§ Instructions to follow: Could you reproduce all of the entries below without a single change?

§ Task input:
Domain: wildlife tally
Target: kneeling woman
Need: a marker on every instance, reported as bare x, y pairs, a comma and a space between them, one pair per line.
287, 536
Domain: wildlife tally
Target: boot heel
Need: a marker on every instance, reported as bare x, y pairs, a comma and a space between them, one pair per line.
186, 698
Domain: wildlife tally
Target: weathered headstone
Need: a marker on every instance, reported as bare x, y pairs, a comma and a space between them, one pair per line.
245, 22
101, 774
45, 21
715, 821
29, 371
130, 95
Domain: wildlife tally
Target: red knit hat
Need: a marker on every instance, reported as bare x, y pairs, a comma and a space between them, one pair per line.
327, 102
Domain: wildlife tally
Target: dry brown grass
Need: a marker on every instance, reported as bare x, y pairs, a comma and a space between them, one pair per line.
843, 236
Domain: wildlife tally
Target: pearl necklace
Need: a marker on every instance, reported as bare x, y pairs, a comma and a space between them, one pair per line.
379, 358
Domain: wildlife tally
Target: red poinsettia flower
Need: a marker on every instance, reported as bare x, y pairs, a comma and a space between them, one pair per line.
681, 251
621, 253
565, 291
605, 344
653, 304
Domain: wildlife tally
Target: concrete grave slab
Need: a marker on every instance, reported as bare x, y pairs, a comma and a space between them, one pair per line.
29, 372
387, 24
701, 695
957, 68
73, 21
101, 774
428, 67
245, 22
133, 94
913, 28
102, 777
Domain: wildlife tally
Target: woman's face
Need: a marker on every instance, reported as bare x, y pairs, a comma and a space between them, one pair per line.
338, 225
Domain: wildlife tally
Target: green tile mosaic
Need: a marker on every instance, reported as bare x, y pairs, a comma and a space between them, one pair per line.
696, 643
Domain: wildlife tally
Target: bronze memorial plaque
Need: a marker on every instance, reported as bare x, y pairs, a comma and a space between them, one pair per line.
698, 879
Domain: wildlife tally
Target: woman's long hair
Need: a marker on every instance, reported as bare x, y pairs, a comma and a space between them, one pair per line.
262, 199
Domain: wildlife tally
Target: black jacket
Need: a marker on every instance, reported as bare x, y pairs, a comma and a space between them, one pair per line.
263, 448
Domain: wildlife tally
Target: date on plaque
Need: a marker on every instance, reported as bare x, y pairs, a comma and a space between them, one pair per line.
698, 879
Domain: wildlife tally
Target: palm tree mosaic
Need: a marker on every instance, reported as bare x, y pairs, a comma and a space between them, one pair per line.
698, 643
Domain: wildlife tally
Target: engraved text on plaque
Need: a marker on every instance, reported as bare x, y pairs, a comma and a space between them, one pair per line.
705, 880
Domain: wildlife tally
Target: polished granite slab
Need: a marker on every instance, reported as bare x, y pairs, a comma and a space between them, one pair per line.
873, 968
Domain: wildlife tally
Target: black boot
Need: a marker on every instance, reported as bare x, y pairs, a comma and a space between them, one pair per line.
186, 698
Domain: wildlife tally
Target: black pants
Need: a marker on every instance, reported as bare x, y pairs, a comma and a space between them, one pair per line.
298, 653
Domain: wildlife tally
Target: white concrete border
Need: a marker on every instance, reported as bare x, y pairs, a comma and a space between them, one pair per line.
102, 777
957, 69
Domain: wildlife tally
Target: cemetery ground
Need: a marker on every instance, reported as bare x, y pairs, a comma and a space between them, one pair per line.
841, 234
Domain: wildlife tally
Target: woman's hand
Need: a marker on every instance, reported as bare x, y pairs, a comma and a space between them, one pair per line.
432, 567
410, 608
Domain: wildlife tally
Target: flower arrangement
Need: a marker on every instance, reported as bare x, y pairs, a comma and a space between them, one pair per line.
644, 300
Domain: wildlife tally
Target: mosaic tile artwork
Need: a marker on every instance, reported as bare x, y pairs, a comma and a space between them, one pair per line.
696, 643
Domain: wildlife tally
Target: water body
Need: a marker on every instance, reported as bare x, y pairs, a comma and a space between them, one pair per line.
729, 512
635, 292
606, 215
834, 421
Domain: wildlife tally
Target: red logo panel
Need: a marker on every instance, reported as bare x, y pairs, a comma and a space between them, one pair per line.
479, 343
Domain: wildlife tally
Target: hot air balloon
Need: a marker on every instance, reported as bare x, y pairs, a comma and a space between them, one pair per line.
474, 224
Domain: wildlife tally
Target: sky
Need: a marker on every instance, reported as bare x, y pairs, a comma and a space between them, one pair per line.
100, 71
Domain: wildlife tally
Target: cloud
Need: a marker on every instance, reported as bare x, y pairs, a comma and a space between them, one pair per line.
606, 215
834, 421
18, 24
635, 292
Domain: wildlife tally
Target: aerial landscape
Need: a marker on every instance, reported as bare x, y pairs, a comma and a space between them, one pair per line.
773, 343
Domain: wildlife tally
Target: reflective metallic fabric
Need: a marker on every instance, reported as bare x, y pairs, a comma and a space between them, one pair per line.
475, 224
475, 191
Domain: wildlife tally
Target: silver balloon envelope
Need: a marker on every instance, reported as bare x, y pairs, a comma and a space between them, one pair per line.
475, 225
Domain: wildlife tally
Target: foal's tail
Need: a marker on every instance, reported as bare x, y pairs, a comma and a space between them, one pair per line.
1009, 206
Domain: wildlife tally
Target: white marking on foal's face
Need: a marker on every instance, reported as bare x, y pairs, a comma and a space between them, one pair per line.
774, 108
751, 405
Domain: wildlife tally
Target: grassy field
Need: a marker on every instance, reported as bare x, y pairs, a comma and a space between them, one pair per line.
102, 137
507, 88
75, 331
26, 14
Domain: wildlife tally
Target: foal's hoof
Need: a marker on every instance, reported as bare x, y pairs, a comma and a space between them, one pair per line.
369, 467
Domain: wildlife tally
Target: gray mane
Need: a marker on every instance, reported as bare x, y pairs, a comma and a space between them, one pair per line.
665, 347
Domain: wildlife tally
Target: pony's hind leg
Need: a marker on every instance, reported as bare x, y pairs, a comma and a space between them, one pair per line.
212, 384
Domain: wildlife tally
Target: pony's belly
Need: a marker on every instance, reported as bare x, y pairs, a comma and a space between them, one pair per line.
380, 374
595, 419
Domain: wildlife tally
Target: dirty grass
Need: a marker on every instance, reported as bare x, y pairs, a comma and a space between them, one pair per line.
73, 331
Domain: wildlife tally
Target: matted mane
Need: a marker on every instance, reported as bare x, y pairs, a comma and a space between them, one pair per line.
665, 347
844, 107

§ Solution:
Domain: wildlife tally
Target: kneeling woman
Need: a marker on every instance, reported as bare x, y pairs, a comma and a space between them, one pair per line.
287, 536
Domain: wildlife tally
Target: boot heel
Need: a marker on every instance, reported as bare x, y pairs, a comma and a space between them, one pair per line.
186, 698
Domain: wildlife tally
Target: weathered headstone
Need: a marker on every instance, reported as bare x, y pairs, a comma and a space between them, one pair per line.
245, 22
101, 774
45, 21
715, 821
29, 371
130, 95
Domain: wildlife tally
Target: red knit hat
Need: a marker on every instance, reported as bare x, y pairs, a comma and a space between them, one pair per line.
327, 102
Domain: wildlife tally
Target: dry brown grass
Need: a marker on every instance, reported as bare x, y pairs, a comma and a space between them, one pair per line.
843, 236
Domain: wildlife tally
Target: pearl necklace
Need: a marker on every instance, reported as bare x, y pairs, a comma and a space between them, one pair per line.
379, 358
Domain: wildlife tally
Target: red poinsettia flower
Need: a marker on every instance, reported as bare x, y pairs, a comma and a space between them, one pair per line.
681, 251
621, 253
565, 291
605, 344
653, 304
Domain: wildlife tally
Target: concrete grave slab
Need: a marker on every instance, reported as bare x, y pairs, a comma and a space between them, one pair per line.
29, 372
387, 24
701, 695
957, 68
73, 21
101, 774
428, 67
245, 22
133, 94
913, 28
102, 777
Domain: wildlife tally
Target: woman's face
Need: a marker on every instance, reported as bare x, y pairs, a comma and a space between them, one pair per line.
338, 225
Domain: wildlife tally
Target: green tile mosaic
Need: a marker on every instance, reported as bare x, y pairs, a comma and a space between them, one pair per line.
696, 643
Domain: wildlife tally
Target: bronze memorial plaque
Need: a marker on every instance, reported as bare x, y pairs, a comma and a space between them, one pair per line.
698, 879
Domain: wildlife tally
Target: woman's long hair
Need: a marker on every instance, reported as bare x, y pairs, a comma and a space between them, one pair per line.
262, 199
Domain: wildlife tally
Target: black jacket
Need: a marker on every instance, reported as bare x, y pairs, a comma and a space between them, one pair per line.
263, 448
Domain: wildlife tally
Target: date on plaque
Need: a marker on every instance, reported as bare x, y pairs, a comma and a space between them, one pair per line.
698, 879
Domain: wildlife tally
Target: palm tree mosaic
Need: a marker on every instance, reported as bare x, y pairs, a comma and a space between them, one pair per line.
698, 643
Domain: wildlife tally
Target: engraved text on plaque
Need: a marker on every instance, reported as bare x, y pairs, a comma and a space between them, one pair per line.
705, 880
Domain: wildlife tally
Target: polished granite slab
Need: a marker on every instance, reported as bare x, y pairs, a comma and a space between them, one pair per line.
873, 968
Domain: wildlife tally
Target: black boot
Need: a marker on every instance, reported as bare x, y pairs, a comma and a space between them, one pair per line.
186, 698
Domain: wildlife tally
Target: black pants
Need: a marker on every instance, reported as bare x, y pairs, a comma and a space between them, one pair per line.
298, 653
Domain: wildlife tally
Target: white concrete border
Need: a marker on every instance, reported as bare x, y pairs, a comma and a space between them, one pair per line.
102, 777
957, 69
Domain: wildlife tally
Target: cemetery ground
Need: a marker on every instance, reported as bare x, y pairs, a comma and a space between them, one pair per line.
841, 234
Domain: wildlife tally
Target: woman's hand
Need: a marker on every instance, reported as bare x, y pairs, a comma and a space between them, one pair per line.
432, 567
410, 608
Domain: wildlife tally
Target: flower arrangement
Need: a marker on every instance, reported as bare x, y pairs, a comma and a space between them, one pair per line.
644, 300
Domain: wildlife tally
Target: mosaic tile artwork
Need: a marker on every instance, reported as bare x, y pairs, a comma and a space between them, one pair per line.
696, 643
Domain: wildlife tally
Target: water body
Need: a marker on every instance, reported as bare x, y pairs, a comma and a space between them, one pair per line.
729, 512
635, 292
606, 215
834, 421
Domain: wildlife tally
Target: red logo panel
Need: a marker on every instance, reported as bare x, y pairs, a comma and a space between them, one pair per line.
479, 343
Domain: wildlife tally
Target: hot air balloon
Need: a marker on every instance, reported as bare x, y pairs, a comma and a space between them, one pair per line.
474, 224
Domain: wildlife tally
Target: sky
Need: a marker on every instance, reported as bare x, y pairs, a comma and a space between them, one pair per line.
100, 71
Domain: wildlife tally
Target: cloud
Need: a marker on every instance, reported as bare x, y pairs, a comma and a space between them, one pair per line.
606, 215
834, 421
18, 24
635, 292
Domain: wildlife tally
Target: aerial landscape
Need: a marker on every instance, reported as bare x, y pairs, a comma and a space between them, one pair per line.
773, 343
Domain: wildlife tally
Target: reflective metallic fabric
Need: a marker on every instance, reported as bare x, y pairs, a comma and a space between them, one pair per line.
475, 224
475, 191
Domain: wildlife tally
Target: silver balloon envelope
Need: a marker on every instance, reported as bare x, y pairs, a comma and a space between them, one pair per line.
475, 225
Domain: wildlife tally
Target: foal's tail
Need: a marker on every instance, reported as bare x, y pairs, a comma and a space between them, one pair per line.
1009, 206
Domain: wildlife tally
Target: white marking on foal's face
Need: a marker on every instance, reported as bare x, y pairs, a comma and a space between them, one pair per line.
774, 108
751, 405
Domain: wildlife tally
Target: grassy field
Need: a marker on every instance, reported as bare x, y pairs, a comma and a space between them, one pair per line.
102, 137
507, 88
75, 331
26, 14
Domain: wildlife tally
Target: foal's hoof
Need: a marker on every instance, reported as bare x, y pairs, a comma and a space between them, one pair per line.
369, 467
Domain: wildlife tally
Target: gray mane
Need: a marker on every instance, reported as bare x, y pairs, a comma and a space between them, one pair per line.
665, 347
Domain: wildlife tally
Target: pony's hind leg
Need: a marker on every instance, reported as bare x, y pairs, a comma and a space between them, one pair per line.
212, 384
Domain: wildlife tally
Target: pony's belly
Need: a marker on every instance, reported as bare x, y pairs, a comma and a space between them, one pair per line.
380, 374
595, 419
Domain: wildlife tally
Target: dirty grass
Need: a marker on every instance, reported as bare x, y pairs, a comma and a space between them, one pair per line.
73, 331
Domain: wildlife tally
Target: matted mane
Need: a marker on every instance, reported as bare x, y pairs, a comma and a space between them, one pair per line.
665, 347
844, 107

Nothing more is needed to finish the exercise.